>> begin Given passage

How to easily plan and project manage your bathroom renovation
So you’ve decided to tackle a bathroom renovation. Fantastic, bathrooms are the second most important room to renovate behind kitchens, in terms of adding value. And let’s face it, there are a lot of older properties that have a bathroom in desperate need of an update. But there’s many things to consider well before deciding on tile colour – from how much to spend so you don’t overcapitalise, the order in which work needs to happen, to the trades you’ll need to hire and manage. Phew, that’s a lot so let’s break it down…
PLANNING
The essential thing is good pre-planning. Now if your bathroom is too far gone, you’ve made the decision to rip it out and install a brand-new bathroom, you have two options: you can go through a bathroom renovation company or you can project manage your own bathroom renovation.
If you’re using a bathroom renovation company. it’s generally an easier process for you. If you don’t have the time or the skills or the knowledge of how a bathroom comes together. Most companies will do your bathroom in a period of somewhere between two to four weeks and the typical cost is somewhere between $15,000 to $35,000 depending on the size and complexity of your job.
On the other hand if you’re happy to project manage your own bathroom renovation where you oversee the trades coming in, it’s a fantastic way to save money, but you do need to have good time and organisational skills.
BUDGET
The rule of thumb is 2% of your current property value. So for example if you have a house worth $300,000, your fully finished bathroom renovation should cost no more than $6000. If you have a house say $700,000, your fully finished budget is $14,000 dollars. Try and stick to this formula so you don’t overcapitalise.
FLOORPLAN
There are no rigid rules when it comes to bathroom layouts, but there are definitely some good pointers to follow. Walls, windows and door openings will largely dictate the placement of your prime cost items like your toilet, shower, bath and vanity. Especially if you have a small space to work with.
If you need to move the plumbing around to get a better, more functional bathroom (which in itself will add value) then get a fixed price quote so you know exactly what you’re in for.
If you decide to go with the existing layout then your renovation could be as straightforward as updating the fixtures and fittings and picking out some smart new tiles. First impressions do count. So try to avoid having your toilet as the focal point of the view into your bathroom. If it’s unavoidable then be sure to buy the smartest looking one you can afford.
If you’re going to be buying a number of items be sure to look into becoming a Home SuperSaver member which is a national buying group where renovators can get the benefit of people-power – it works just like a trade discount. Become a member and save 15% off Cook’s Plumbing (where you can get your toilet, bath, vanity) and up to 30% off Taubmans paint not to mention lots of other retailers, with more added every month. You’ll end up saving big if you’re doing a full new fit-out. Be sure to do the sums and see how much you’ll save.

>> end Given passage
>> begin Data lines

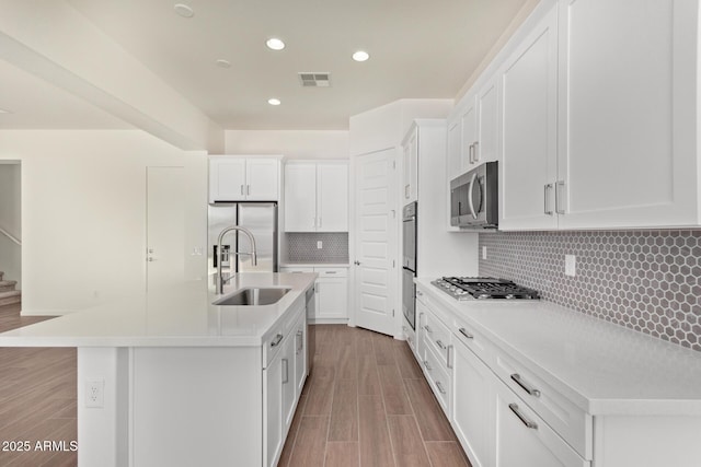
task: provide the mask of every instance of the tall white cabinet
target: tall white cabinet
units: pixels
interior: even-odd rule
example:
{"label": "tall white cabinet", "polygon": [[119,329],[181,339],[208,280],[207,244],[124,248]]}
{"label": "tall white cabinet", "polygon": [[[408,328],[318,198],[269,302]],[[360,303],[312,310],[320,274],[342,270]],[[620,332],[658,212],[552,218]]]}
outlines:
{"label": "tall white cabinet", "polygon": [[285,165],[285,232],[348,231],[348,164]]}
{"label": "tall white cabinet", "polygon": [[209,202],[277,201],[281,156],[209,157]]}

>> end Data lines

> [What to do]:
**1.** Reproduce the part of the bathroom renovation guide that begins at the words "On the other" and stops after "you don’t overcapitalise.".
**2.** Summarize the bathroom renovation guide in two sentences.
**3.** Pick up the bathroom renovation guide after its last sentence and carry it on.

> [Final answers]:
**1.**
On the other hand if you’re happy to project manage your own bathroom renovation where you oversee the trades coming in, it’s a fantastic way to save money, but you do need to have good time and organisational skills.
BUDGET
The rule of thumb is 2% of your current property value. So for example if you have a house worth $300,000, your fully finished bathroom renovation should cost no more than $6000. If you have a house say $700,000, your fully finished budget is $14,000 dollars. Try and stick to this formula so you don’t overcapitalise.

**2.** The guide stresses good pre-planning and describes two options: hiring a bathroom renovation company, which usually takes two to four weeks and costs $15,000 to $35,000, or project managing the renovation yourself to save money. It recommends keeping the finished cost to about 2% of the current property value to avoid overcapitalizing, and it notes that walls, windows and door openings largely dictate where the toilet, shower, bath and vanity go.

**3.**
STAGES OF CONSTRUCTION
Be aware your bathroom is one of the most labour intensive rooms to renovate. You can have a lot of tradies coming and going so from the outset so make sure you have a scope of works, an order of works, a budget and a timeline or you’ll end up in strife.
1. Before any renovation work begins you need to either disconnect or isolate the services; electricity, water and sometimes you can have gas; older bathrooms have an old gas water heater in them.
2. If you’re living in the property while you’re doing the renovation you can get your electrician to isolate the electricity to the rest of the house so there’s no power in your bathroom. But if you’re doing a whole house renovation then the safest way is to isolate all the electricity to the meter box. What that means is you’ll have no power to the house and that’s great because when you’re cutting through walls and you haven’t isolated the power, somebody can go straight through a cord and they’re not going to be feeling so great.
TIP: Sometimes your electrical switchboard won’t have a power point in it. Trades will run all of their tools from the switchboard so you will need to get your sparkie to install a power point. Just be careful as your old switchboard can also contain asbestos.
3. Next up is your water. If you’re living in the property your plumber can isolate the water in your bathroom so that you still have access to water everywhere else in your property. But again, if you’re doing a whole house renovation ask your plumber to isolate the water to the water mains. Normally that’s located somewhere around the front of your property. It’s as simple as a plumber coming onsite and just turning off the tap. But if you’re going to do that ask them to install a temporary tap because your tradies will need water during the renovation.
4. Don’t forget the gas, your plumber will isolate that too. This may be something you can save money on by being an enthusiastic DIYer otherwise find a tradie for the job.
5. Items like baths, showers, toilets and vanities need to be removed, all the features like cabinets and towel rails taken out and all existing tiles chipped off. Then the fixtures and fittings, the walls, and the ceiling sheeting can been taken out. When you’re doing a demolition, always make sure you flat stack your skip bin. That means crush down your boxes and squash your old vanity. If you do this, it’ll save you thousands of dollars and not having to hire multiple skip bins.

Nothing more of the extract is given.